▶ [Description of the task]: Copy, word for word, the lines in the records below from the line containing "of the boy's" through the last line of the records, both included.

Records of labeled points:
————————

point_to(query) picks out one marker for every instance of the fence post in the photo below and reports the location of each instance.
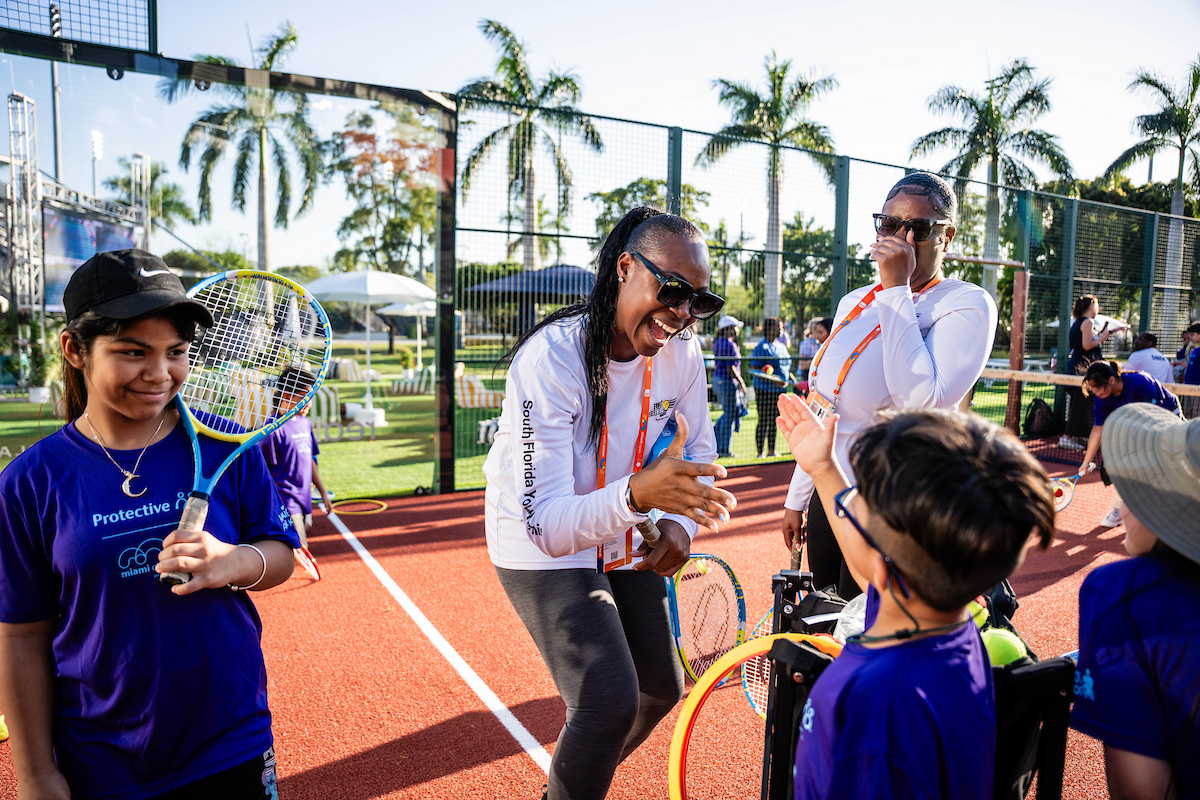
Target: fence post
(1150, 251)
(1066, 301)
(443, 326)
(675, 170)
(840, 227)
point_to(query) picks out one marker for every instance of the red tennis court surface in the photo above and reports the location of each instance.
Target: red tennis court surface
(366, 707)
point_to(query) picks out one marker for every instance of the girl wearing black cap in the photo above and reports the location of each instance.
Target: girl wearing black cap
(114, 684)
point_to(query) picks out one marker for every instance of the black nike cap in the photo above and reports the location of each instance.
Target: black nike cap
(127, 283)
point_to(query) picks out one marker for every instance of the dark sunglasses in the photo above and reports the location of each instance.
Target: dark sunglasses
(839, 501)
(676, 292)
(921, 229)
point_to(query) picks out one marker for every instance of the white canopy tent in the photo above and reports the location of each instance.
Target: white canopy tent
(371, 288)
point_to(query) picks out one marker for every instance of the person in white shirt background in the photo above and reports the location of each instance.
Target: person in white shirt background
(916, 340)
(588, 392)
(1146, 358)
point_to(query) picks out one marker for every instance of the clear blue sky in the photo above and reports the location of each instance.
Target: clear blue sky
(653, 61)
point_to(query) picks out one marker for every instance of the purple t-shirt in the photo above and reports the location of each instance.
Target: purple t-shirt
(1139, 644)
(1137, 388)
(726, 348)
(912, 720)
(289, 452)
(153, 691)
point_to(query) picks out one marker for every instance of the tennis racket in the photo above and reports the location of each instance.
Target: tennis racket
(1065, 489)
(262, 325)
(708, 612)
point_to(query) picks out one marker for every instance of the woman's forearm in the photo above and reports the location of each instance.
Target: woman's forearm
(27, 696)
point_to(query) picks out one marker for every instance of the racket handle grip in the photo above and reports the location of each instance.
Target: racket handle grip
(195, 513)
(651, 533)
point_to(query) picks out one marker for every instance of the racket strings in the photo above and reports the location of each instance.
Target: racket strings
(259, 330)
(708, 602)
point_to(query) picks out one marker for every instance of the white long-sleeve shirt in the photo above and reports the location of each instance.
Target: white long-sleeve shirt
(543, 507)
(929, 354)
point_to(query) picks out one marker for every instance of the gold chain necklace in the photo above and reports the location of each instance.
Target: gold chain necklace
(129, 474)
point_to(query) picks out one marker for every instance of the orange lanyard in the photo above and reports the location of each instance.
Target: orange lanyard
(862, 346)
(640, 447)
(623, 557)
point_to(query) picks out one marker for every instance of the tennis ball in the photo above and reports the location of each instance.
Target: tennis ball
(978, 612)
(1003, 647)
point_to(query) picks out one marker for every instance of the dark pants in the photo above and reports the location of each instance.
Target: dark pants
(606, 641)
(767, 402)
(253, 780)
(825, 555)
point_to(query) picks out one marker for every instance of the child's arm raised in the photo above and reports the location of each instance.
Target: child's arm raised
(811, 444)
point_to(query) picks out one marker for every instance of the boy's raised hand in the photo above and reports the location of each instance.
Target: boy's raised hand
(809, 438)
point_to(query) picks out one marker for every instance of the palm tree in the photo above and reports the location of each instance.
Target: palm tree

————————

▶ [Output of the exercise]:
point_to(query) picks out one marker for every instance of the boy's raised hand in the photo above and reports the location of each instance.
Target: boy's raised hand
(809, 438)
point_to(query) picks out one marker for every instance of the palm tree in the photo above and reports the location of each instance.
Target: palm tree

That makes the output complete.